Problem details — Among the lines below, how many have the string "thumb" in them? Only the number is wanted.

───── Dataset content ─────

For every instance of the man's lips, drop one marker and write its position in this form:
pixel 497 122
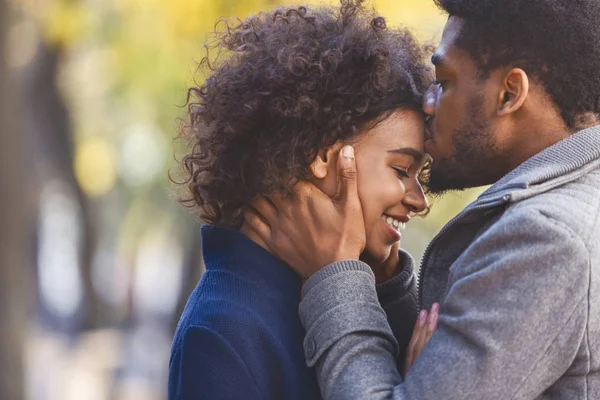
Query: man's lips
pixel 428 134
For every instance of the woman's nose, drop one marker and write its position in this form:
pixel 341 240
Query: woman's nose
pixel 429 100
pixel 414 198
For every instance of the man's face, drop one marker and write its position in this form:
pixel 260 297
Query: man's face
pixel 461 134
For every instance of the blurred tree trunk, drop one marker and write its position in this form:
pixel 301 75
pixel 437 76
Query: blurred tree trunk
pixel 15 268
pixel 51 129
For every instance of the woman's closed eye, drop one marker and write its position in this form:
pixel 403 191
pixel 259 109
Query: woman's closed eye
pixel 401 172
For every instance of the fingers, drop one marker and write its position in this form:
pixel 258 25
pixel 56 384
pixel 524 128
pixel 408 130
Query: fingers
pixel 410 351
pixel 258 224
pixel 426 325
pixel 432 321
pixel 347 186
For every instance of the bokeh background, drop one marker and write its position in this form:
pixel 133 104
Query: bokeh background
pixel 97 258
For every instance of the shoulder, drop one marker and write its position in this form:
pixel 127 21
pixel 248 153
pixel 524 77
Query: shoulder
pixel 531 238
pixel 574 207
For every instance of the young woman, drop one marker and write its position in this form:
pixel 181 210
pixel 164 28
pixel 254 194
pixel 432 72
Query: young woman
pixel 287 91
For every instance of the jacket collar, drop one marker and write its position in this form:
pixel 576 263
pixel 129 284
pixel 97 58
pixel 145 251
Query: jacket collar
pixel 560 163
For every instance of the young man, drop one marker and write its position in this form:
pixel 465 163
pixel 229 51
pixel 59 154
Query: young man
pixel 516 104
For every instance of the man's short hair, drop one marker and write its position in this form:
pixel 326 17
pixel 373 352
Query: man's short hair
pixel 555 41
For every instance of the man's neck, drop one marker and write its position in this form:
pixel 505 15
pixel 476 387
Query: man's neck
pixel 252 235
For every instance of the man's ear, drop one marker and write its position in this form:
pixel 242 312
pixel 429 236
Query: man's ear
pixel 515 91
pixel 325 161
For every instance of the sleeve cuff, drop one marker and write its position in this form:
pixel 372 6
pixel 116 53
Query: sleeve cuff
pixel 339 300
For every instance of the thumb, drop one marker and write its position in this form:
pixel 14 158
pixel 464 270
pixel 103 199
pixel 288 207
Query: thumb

─────

Task solution — 2